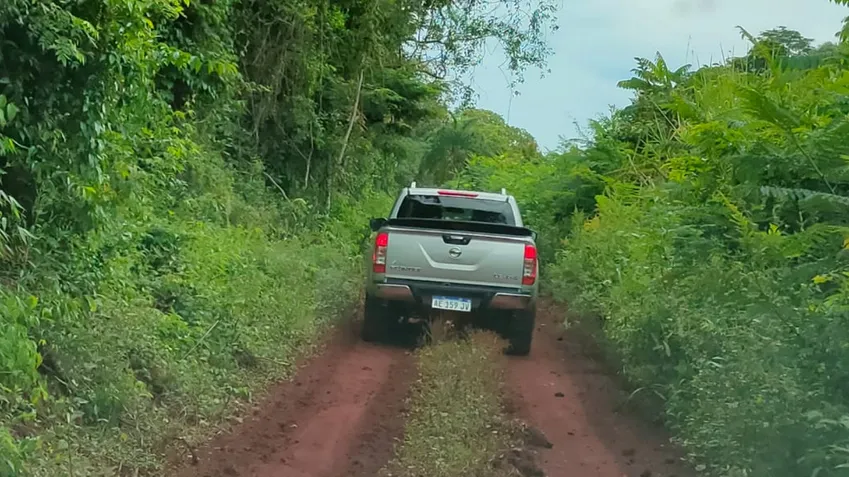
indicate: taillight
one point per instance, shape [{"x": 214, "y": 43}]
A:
[
  {"x": 529, "y": 274},
  {"x": 378, "y": 258}
]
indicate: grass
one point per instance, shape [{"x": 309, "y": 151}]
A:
[{"x": 456, "y": 425}]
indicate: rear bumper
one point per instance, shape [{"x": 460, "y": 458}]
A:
[{"x": 420, "y": 293}]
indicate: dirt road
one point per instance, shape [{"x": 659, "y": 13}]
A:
[
  {"x": 565, "y": 391},
  {"x": 339, "y": 417},
  {"x": 344, "y": 412}
]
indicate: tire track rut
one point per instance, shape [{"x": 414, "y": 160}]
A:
[{"x": 339, "y": 417}]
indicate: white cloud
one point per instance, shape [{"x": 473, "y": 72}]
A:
[{"x": 598, "y": 40}]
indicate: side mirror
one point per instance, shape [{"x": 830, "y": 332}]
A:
[{"x": 376, "y": 224}]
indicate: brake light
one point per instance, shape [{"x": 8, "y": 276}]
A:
[
  {"x": 529, "y": 274},
  {"x": 378, "y": 258},
  {"x": 455, "y": 193}
]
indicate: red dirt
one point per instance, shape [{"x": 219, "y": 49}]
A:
[
  {"x": 344, "y": 411},
  {"x": 339, "y": 417},
  {"x": 565, "y": 392}
]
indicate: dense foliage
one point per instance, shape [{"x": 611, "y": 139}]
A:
[
  {"x": 709, "y": 233},
  {"x": 183, "y": 194}
]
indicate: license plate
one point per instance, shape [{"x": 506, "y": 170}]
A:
[{"x": 451, "y": 303}]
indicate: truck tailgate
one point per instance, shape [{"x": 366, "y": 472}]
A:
[{"x": 455, "y": 256}]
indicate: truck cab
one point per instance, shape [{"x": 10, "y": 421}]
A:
[{"x": 461, "y": 251}]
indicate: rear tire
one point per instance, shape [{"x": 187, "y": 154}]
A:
[
  {"x": 520, "y": 332},
  {"x": 375, "y": 320}
]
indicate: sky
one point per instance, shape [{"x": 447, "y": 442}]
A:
[{"x": 597, "y": 41}]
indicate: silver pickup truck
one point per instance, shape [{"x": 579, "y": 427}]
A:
[{"x": 461, "y": 251}]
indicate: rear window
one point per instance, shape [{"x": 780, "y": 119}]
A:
[{"x": 456, "y": 208}]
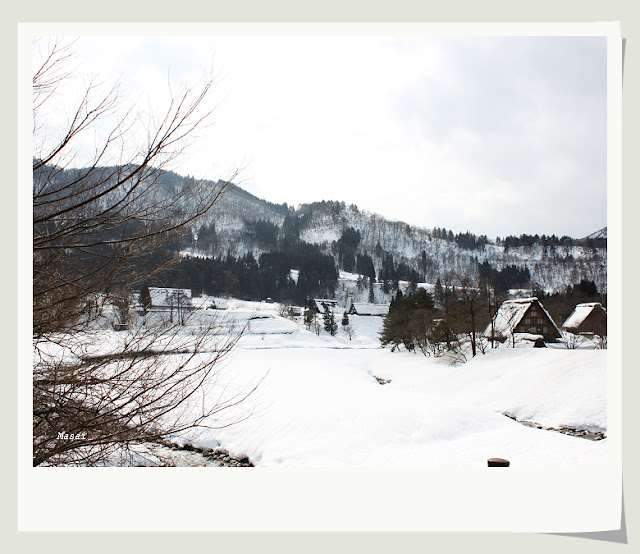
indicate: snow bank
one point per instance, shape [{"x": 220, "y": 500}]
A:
[{"x": 324, "y": 408}]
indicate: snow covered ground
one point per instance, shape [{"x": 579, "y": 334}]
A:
[{"x": 319, "y": 404}]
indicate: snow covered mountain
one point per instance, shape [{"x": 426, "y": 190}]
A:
[{"x": 553, "y": 263}]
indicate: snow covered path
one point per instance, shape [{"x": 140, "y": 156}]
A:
[{"x": 323, "y": 407}]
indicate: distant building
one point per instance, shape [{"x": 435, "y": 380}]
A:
[
  {"x": 324, "y": 304},
  {"x": 587, "y": 319},
  {"x": 369, "y": 309},
  {"x": 525, "y": 315},
  {"x": 163, "y": 299}
]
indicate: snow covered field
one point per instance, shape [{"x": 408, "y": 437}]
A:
[{"x": 319, "y": 404}]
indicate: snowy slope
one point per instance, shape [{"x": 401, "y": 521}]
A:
[{"x": 319, "y": 403}]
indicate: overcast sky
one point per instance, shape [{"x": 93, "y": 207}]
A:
[{"x": 497, "y": 136}]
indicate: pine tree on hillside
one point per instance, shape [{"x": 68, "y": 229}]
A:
[{"x": 330, "y": 324}]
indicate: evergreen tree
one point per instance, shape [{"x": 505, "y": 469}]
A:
[
  {"x": 345, "y": 319},
  {"x": 330, "y": 324},
  {"x": 145, "y": 299}
]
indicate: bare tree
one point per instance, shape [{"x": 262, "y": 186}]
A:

━━━━━━━━━━━━━━━━

### Stated exercise
Make an exact copy of every record, pictures excluded.

### Solution to this problem
indicate: taillight
one point per instance, shape [{"x": 214, "y": 43}]
A:
[
  {"x": 529, "y": 274},
  {"x": 378, "y": 258}
]
indicate: grass
one point per instance, shape [{"x": 309, "y": 151}]
A:
[{"x": 456, "y": 425}]
indicate: rear bumper
one point per instance, shape [{"x": 460, "y": 458}]
A:
[{"x": 420, "y": 293}]
indicate: dirt road
one point per instance, shape [{"x": 659, "y": 13}]
A:
[
  {"x": 565, "y": 391},
  {"x": 339, "y": 417},
  {"x": 344, "y": 412}
]
indicate: tire track rut
one point per instance, shape [{"x": 414, "y": 160}]
A:
[{"x": 339, "y": 417}]
indicate: white cloud
one point per instance, shape [{"x": 473, "y": 72}]
A:
[{"x": 598, "y": 40}]
indicate: side mirror
one point per instance, shape [{"x": 830, "y": 332}]
A:
[{"x": 376, "y": 224}]
indicate: brake light
one point per instance, shape [{"x": 8, "y": 276}]
A:
[
  {"x": 529, "y": 274},
  {"x": 378, "y": 258},
  {"x": 455, "y": 193}
]
indicate: red dirt
one point per instance, shape [{"x": 219, "y": 49}]
A:
[
  {"x": 344, "y": 411},
  {"x": 339, "y": 417},
  {"x": 565, "y": 392}
]
indicate: dense foliage
one point per instance, shape [{"x": 611, "y": 139}]
A:
[
  {"x": 709, "y": 233},
  {"x": 183, "y": 194}
]
indicate: license plate
one point per instance, shape [{"x": 506, "y": 170}]
A:
[{"x": 451, "y": 303}]
indicate: truck tailgate
one point per instance, shape [{"x": 366, "y": 472}]
A:
[{"x": 455, "y": 256}]
indicate: truck cab
one point per instance, shape [{"x": 10, "y": 421}]
A:
[{"x": 461, "y": 251}]
indicate: rear tire
one point per instance, shape [{"x": 187, "y": 154}]
A:
[
  {"x": 520, "y": 332},
  {"x": 375, "y": 320}
]
indicate: sky
one point per instance, shape [{"x": 447, "y": 442}]
A:
[{"x": 597, "y": 41}]
indicate: silver pickup truck
one point per instance, shape [{"x": 579, "y": 427}]
A:
[{"x": 461, "y": 251}]
indicate: rear window
one point per instance, shape [{"x": 780, "y": 119}]
A:
[{"x": 456, "y": 208}]
indicate: snow bank
one point per instance, shape [{"x": 220, "y": 500}]
A:
[{"x": 324, "y": 408}]
indicate: snow covered ground
one point per instance, shape [{"x": 579, "y": 334}]
A:
[{"x": 319, "y": 404}]
indicate: snow covered mountain
one point per instance, shape [{"x": 426, "y": 190}]
A:
[{"x": 553, "y": 263}]
indicate: snow covered path
one point per instance, shape [{"x": 140, "y": 156}]
A:
[{"x": 323, "y": 407}]
indicate: distant building
one point per instance, shape [{"x": 435, "y": 380}]
A:
[
  {"x": 324, "y": 304},
  {"x": 587, "y": 319},
  {"x": 369, "y": 309},
  {"x": 525, "y": 315},
  {"x": 163, "y": 299}
]
indicate: snow covered field
one point per instance, shape [{"x": 408, "y": 437}]
A:
[{"x": 319, "y": 404}]
indicate: snowy slope
one point per instance, shape [{"x": 401, "y": 521}]
A:
[{"x": 319, "y": 403}]
indicate: overcast sky
one point per instance, shape [{"x": 93, "y": 207}]
A:
[{"x": 497, "y": 136}]
indicate: pine tree on hillside
one point per instance, shape [{"x": 68, "y": 229}]
A:
[{"x": 330, "y": 324}]
indicate: evergreen tree
one point per instance, shape [{"x": 505, "y": 469}]
A:
[
  {"x": 345, "y": 319},
  {"x": 330, "y": 324},
  {"x": 145, "y": 299}
]
indicate: bare tree
one point per instance, shape [{"x": 262, "y": 186}]
A:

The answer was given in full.